▶ **PASSAGE**

If you’re reading this on a laptop from your work-at-home setup, you may be among the growing number who appreciate the changing nature of the traditional office setting that the pandemic has brought to the forefront. Since spring 2020, N.C. coastal communities have seen waves (no pun intended) of visitors who would rather work from the beach than their usual metropolitan-ville.
The result? Many stay, buy and move to the coast.
A United Van Lines survey shows Wilmington as the No. 1 city for in-bound moves in 2020. (New York City was No. 1 for outbound migration.)
What does this mean for coastal economies?
“[It] presents an opportunity for us to stretch our tourism season further,” says Natalie English, CEO of the Wilmington Chamber of Commerce, who adds that economic development partners are “working with a number of companies” interested in relocating or seeking commercial real estate.
Real estate site Zillow says Wilmington’s housing market saw an average 6.7% price increase in 2020 and is expected to rise another 10% this year. Local TV station WWAY reported this month that Brunswick County, just south of Wilmington, set a real estate record in 2020, with nearly $2.2 billion in total residential sales volume, up 51.3% from 2019.
Part of Wilmington’s attraction, according to Hypepotamus, a startup and tech media company, is its blossoming status as a fintech hub. There’s a trend of tech-savvy people leaving highly populated centers such as San Francisco, New York and Los Angeles, in favor of smaller cities with high quality of life and low cost of living. Wilmington is already home to big names in the fintech industry such as Live Oak Bank, which launched back in 2005 and has become a national small-business lender that focuses on a couple dozen specific industry groups.The company has spun off cloud-based banking platform nCino, which went public last year and is now valued at more than $7 billion.

▶ **SUPPLIED ENTRIES**
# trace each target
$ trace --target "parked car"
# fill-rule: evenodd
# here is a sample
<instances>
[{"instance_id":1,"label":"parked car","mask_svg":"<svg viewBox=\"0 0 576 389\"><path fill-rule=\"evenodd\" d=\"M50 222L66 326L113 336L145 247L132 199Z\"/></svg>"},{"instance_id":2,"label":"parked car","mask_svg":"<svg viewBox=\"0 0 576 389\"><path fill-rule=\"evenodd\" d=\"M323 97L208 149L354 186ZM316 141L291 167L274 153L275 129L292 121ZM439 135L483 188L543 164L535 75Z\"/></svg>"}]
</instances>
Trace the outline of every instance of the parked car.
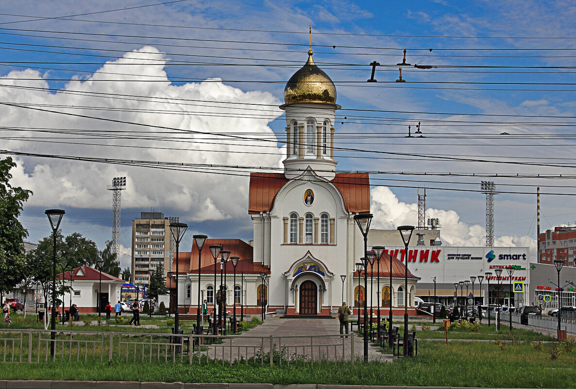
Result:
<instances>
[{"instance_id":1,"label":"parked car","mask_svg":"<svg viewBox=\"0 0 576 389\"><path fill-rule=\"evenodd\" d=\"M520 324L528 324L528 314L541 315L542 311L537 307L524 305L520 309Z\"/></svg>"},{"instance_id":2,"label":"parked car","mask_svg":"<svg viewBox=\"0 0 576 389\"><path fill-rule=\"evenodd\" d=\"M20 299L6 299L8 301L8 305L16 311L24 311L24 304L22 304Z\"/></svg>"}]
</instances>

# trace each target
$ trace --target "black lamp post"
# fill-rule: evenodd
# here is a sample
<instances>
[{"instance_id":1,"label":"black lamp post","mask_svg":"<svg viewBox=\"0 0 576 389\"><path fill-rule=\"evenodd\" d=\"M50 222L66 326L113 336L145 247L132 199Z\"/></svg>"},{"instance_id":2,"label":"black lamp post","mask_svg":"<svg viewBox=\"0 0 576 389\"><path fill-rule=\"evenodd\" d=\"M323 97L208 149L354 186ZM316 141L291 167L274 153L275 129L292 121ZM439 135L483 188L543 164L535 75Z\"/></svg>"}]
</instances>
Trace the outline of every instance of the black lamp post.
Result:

...

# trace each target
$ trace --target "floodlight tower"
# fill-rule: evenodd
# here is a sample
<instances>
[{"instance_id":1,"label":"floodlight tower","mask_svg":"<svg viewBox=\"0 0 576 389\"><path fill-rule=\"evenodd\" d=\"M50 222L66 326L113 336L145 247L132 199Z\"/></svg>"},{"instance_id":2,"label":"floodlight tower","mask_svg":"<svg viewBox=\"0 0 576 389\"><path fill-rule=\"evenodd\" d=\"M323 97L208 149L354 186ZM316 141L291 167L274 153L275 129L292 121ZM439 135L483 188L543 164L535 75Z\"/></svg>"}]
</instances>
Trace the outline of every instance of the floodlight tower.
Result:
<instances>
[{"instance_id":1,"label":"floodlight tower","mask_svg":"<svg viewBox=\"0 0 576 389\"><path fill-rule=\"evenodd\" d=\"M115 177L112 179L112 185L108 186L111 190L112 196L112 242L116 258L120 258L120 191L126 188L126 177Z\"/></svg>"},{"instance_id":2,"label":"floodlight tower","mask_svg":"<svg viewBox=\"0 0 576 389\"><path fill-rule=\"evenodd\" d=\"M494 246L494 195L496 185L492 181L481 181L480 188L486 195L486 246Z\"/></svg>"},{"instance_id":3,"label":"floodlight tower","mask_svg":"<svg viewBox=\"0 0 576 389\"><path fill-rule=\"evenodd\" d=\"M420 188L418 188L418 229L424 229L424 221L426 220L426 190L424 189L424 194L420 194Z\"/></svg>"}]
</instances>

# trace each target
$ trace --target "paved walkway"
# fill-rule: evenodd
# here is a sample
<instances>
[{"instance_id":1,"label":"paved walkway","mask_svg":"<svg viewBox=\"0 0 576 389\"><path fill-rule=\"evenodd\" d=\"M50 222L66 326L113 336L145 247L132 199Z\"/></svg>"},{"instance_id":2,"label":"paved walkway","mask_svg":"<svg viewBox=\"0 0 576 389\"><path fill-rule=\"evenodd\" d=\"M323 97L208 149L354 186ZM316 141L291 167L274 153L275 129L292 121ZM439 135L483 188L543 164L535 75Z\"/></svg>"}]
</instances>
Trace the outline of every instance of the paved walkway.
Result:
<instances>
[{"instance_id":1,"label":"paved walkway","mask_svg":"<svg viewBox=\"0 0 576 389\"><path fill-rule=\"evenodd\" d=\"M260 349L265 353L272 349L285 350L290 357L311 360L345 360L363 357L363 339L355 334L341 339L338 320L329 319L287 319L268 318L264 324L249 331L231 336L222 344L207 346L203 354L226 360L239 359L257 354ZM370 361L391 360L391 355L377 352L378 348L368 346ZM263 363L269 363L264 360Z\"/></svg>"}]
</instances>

▶ **PROBLEM SET**
**a.** According to Zillow, what average housing price increase did Wilmington see in 2020, as reported in the Wilmington article?
**b.** Name every company or organization mentioned in the Wilmington article.
**c.** Write the next part of the Wilmington article, picking up after its final sentence.
The listing is irrelevant here and can be ignored.

▶ **RESULTS FOR EACH TASK**
**a.** An average 6.7% price increase.

**b.** United Van Lines, the Wilmington Chamber of Commerce, Zillow, WWAY, Hypepotamus, Live Oak Bank, and nCino.

**c.**
Having new residents with money to spend is great for the local economy. But it’s not all sunshine and surfboards.
Karen Brown, president and CEO of the Outer Banks Chamber of Commerce in Kill Devil Hills says “the new housing market is going crazy. They can’t build houses fast enough to meet demand.”
“The residential housing market is booming. People are trying to move into the area permanently, or they are looking to purchase a second home so they can escape the city whenever they can,” Brown says. “[Realtors] are selling houses as soon as they hit the market, often sight unseen. There are cash buyers ready to move. This is creating a logjam for our ‘closers’ and mortgage brokers as well as our inspectors, our contractors who do renovations, etc.”
The downside is that there are fewer “rental homes available for our workforce who can’t afford to purchase a home or can’t find something in their price range,” Brown notes.
Realtor.com shows Kill Devil Hills listings in the 1,300-square-foot range marked for $319,000 and more.
Brown also notes that restaurants are in survival mode since they are limited in the amount of customers they are allowed to serve with pandemic restrictions. “With shortened hours of operation, limited capacity and lack of workforce, it is difficult for them to keep up.”
With work-from-home residents entering the market, coastal areas also are pushing for improved broadband access and expanded utilities. English says Wilmington “has a bit of work to do” to assure access to broadband is available to everyone and that the community has plans in place to extend water and sewer to unsupplied areas. Tom Kies, president of the Carteret County Chamber of Commerce, says, “There are already a number of housing developments underway and more in the planning stages. In some municipalities, there is talk about expanding utilities and there is a broadband committee of county and community leaders actively looking for ways to expand broadband and increase its speed.”
Like Brown, Kies says he’s seen “a number of new companies that have expressed interest in coming here. There’s plenty to do here including kayaking, boating, fishing, hiking, and just taking it easy.”